▸ **PROBLEM DESCRIPTION**
Retype exactly the lines of the material below, from the one containing "In this exercise you will mark each instance of the curb" through the last, with both ends kept.

━━━━━ RECORDS TO USE ━━━━━

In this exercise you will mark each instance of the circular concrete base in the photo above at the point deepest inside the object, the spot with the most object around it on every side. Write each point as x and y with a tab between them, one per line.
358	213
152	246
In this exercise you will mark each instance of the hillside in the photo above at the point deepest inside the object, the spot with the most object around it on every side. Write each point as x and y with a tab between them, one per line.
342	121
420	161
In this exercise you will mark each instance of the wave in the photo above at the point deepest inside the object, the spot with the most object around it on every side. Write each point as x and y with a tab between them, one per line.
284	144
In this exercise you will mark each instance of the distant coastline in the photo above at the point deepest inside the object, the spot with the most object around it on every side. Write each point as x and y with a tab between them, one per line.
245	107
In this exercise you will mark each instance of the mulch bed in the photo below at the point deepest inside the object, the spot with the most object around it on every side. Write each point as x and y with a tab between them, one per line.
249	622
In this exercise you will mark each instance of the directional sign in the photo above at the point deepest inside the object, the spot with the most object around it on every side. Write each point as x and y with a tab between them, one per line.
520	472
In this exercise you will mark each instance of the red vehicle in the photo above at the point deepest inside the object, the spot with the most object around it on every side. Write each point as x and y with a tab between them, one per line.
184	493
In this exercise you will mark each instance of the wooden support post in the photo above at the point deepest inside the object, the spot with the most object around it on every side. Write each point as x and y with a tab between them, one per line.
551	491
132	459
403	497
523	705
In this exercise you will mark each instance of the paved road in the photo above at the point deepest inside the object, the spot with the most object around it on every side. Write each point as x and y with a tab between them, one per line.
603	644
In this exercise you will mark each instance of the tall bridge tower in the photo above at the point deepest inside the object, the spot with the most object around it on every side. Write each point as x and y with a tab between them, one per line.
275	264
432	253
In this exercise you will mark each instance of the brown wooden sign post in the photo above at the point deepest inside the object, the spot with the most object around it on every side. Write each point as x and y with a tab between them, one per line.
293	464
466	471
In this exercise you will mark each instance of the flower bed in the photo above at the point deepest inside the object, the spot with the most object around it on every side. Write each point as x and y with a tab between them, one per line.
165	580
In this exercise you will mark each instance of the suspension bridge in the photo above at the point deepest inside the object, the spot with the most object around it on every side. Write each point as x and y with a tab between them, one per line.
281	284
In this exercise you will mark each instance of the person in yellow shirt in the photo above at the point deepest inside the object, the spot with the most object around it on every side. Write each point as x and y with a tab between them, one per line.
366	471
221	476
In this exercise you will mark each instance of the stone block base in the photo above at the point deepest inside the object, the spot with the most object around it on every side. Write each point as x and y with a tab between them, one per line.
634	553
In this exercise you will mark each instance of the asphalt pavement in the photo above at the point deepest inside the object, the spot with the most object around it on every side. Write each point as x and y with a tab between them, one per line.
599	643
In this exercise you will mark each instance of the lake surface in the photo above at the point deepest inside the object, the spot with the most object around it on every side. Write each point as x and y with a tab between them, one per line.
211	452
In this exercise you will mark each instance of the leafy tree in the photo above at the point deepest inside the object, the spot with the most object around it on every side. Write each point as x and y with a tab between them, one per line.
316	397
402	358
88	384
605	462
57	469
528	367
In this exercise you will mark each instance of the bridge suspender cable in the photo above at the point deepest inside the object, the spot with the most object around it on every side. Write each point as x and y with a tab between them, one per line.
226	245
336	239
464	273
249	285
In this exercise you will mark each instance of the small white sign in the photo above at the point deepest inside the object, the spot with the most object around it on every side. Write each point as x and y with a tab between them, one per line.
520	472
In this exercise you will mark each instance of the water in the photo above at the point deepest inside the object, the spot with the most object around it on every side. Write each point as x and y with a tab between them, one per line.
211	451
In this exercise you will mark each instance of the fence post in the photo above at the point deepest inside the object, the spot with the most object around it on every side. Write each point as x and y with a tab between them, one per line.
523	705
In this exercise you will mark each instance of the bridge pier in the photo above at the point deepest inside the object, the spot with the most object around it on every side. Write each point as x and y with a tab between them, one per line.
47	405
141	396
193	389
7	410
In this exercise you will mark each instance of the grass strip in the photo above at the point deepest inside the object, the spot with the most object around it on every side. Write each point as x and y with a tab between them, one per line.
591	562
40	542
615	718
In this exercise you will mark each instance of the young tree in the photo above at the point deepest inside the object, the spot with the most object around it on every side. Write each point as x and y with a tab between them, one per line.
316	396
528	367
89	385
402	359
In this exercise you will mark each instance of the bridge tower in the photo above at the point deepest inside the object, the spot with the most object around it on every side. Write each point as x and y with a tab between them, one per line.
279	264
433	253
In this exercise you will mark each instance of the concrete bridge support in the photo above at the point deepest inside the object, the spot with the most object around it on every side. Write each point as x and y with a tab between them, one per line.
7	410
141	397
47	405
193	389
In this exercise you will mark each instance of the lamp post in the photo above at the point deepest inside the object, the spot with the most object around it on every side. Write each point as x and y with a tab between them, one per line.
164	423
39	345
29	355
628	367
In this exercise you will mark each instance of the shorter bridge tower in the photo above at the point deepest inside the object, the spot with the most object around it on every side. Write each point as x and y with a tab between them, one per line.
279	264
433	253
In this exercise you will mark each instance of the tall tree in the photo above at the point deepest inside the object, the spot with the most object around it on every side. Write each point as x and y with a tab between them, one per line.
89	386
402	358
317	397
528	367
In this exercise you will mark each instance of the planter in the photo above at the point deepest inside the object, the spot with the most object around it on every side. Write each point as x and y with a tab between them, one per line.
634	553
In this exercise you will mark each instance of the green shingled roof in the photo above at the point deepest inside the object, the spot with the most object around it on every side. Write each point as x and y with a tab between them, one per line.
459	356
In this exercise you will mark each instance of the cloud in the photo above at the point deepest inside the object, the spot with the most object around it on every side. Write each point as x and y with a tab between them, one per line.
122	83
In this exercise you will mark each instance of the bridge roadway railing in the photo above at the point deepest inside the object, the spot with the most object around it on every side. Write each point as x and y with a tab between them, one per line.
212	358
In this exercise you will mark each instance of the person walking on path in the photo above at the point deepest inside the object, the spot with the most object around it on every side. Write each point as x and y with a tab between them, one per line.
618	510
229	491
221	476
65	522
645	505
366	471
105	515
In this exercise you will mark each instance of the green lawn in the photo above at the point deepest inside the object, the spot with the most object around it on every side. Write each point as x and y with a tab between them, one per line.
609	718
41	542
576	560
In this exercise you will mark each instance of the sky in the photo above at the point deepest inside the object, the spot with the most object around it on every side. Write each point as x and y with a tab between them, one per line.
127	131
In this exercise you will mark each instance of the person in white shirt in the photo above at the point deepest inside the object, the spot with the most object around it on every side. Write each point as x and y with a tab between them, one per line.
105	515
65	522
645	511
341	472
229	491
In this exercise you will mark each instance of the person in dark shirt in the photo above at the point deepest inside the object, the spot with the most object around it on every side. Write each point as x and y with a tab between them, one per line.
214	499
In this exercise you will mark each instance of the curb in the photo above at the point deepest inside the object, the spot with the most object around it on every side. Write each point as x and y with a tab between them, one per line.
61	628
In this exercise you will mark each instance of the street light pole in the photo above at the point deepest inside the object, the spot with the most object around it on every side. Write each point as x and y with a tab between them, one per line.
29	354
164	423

━━━━━

▸ **ANSWER AREA**
In this exercise you will mark each instance of the curb in the photo above at the point deepest inside the object, the spot with the most object around it on every side. Write each point as x and y with a tab between them, one per line.
61	628
In this exercise you will mark each instance of the street light pole in the photo above at the point deepest inside the object, the spot with the most object around it on every side. Write each point as x and y with a tab between them, one per line.
29	354
164	423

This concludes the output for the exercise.